Atomistic graph analysis of relevant proteins of SARS-CoV-2

The current global pandemic of COVID-19 has brought the causing pathogen family of coronaviruses back to the centre of attention. These viruses have already been linked to pandemic diseases, like the severe acute respiratory syndrome (SARS) in 2003 [13] and the Middle East respiratory syndrome (MERS) in 2012 [14]. The current disease, COVID-19, is responsible for over 26 million infections globally and over 850 thousand deaths (as of 01.09.2020) [source: WHO]. The responsible virus has been termed SARS-CoV-2 as it has an 82% genomic similarity with the SARS coronavirus [15,16]. Proteins of these viruses have aready been the focus of intense research to aid in drug discovery but the current situation has provided renewed urgency. Here, we use the theoretical methodologies underpinning ProteinLens to investigate the allosteric properties of the SARS-CoV-2 main protease Mpro (also called 3CL protease). We also give direct access to the results via interactive ProteinLens output pages. For detailed information, click on the box below.

Data excerpts:
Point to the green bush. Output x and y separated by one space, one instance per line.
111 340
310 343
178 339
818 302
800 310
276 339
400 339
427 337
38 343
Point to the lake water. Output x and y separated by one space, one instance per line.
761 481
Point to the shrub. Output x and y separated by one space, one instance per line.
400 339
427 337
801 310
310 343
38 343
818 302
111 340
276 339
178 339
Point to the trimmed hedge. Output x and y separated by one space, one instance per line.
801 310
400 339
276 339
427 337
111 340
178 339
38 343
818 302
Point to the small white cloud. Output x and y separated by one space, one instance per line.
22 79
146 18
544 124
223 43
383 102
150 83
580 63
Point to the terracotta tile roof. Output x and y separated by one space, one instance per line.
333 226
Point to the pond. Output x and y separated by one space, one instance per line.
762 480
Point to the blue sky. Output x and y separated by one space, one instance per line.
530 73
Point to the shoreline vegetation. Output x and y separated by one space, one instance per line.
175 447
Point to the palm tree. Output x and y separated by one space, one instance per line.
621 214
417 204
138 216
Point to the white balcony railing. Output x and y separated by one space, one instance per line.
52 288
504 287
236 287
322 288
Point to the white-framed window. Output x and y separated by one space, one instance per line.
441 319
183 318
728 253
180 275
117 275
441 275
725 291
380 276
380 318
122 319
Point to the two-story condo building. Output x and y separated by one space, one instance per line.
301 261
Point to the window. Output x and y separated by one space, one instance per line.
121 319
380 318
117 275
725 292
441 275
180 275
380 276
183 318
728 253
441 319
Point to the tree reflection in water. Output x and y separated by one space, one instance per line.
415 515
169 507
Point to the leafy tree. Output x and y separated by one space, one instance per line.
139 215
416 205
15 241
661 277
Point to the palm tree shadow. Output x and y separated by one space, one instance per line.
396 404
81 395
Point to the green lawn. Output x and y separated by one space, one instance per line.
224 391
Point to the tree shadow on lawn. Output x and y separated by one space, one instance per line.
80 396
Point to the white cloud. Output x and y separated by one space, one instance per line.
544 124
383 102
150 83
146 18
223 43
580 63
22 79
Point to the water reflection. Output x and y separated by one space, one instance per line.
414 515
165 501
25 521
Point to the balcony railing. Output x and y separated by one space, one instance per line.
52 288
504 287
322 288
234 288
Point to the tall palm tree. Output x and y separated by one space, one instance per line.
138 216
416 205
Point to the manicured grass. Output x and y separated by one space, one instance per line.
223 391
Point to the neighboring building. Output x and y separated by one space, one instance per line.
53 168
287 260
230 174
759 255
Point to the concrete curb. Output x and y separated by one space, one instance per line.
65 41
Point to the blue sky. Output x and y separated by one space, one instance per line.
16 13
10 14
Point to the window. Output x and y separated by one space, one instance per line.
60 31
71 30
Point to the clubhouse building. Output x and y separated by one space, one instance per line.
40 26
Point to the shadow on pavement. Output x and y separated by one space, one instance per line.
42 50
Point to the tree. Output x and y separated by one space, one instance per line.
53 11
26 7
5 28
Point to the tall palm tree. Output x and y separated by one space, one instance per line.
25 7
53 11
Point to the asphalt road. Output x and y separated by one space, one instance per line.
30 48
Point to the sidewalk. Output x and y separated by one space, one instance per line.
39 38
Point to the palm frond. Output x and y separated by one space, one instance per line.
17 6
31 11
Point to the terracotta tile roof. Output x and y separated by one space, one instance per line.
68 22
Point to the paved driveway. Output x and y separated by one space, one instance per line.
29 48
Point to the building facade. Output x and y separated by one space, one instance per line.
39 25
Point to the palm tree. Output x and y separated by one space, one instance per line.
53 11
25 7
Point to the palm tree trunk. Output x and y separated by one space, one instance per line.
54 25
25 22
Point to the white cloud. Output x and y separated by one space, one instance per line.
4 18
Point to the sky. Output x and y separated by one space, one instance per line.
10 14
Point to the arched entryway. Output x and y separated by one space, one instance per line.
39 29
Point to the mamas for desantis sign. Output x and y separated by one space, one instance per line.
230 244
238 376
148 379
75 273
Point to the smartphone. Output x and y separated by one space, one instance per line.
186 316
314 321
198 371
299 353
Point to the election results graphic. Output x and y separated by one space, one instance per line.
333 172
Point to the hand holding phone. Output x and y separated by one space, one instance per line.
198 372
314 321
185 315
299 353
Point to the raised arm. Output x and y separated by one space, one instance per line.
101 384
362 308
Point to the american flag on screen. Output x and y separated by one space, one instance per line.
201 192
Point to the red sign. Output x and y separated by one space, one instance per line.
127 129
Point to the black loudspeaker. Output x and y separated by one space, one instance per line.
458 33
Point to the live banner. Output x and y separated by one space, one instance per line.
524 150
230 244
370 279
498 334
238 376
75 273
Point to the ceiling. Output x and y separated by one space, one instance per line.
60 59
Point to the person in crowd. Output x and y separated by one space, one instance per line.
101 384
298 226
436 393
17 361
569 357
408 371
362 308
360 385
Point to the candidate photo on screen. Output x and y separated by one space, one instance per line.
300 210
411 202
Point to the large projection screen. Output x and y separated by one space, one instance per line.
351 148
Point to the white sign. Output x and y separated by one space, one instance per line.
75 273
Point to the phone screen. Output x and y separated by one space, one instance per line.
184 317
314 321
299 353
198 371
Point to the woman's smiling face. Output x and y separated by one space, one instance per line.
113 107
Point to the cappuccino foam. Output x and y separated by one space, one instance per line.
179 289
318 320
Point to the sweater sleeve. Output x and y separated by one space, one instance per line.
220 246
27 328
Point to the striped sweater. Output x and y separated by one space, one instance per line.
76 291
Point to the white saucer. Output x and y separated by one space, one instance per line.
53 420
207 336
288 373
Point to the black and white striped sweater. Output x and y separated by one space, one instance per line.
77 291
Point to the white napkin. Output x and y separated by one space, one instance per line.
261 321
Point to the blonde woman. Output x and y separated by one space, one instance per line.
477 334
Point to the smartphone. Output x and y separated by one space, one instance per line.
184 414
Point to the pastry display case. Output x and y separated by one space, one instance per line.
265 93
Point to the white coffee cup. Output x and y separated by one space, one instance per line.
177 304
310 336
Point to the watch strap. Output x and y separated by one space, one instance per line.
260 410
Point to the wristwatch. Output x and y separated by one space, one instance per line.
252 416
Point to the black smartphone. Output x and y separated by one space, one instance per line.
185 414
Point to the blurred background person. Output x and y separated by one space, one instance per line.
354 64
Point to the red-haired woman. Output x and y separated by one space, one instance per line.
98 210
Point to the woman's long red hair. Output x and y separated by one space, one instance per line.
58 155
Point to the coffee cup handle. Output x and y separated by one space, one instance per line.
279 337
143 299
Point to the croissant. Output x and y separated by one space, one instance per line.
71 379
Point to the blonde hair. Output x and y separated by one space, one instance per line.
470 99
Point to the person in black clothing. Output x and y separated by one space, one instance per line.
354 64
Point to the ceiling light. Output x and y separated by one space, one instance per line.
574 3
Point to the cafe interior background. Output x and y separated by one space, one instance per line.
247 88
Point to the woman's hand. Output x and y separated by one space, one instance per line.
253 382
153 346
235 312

Problem to solve: List every disease the SARS-CoV-2 protein analysis text names. The records come from a different source than the text.

Result:
- Severe acute respiratory syndrome (SARS)
- Middle East respiratory syndrome (MERS)
- COVID-19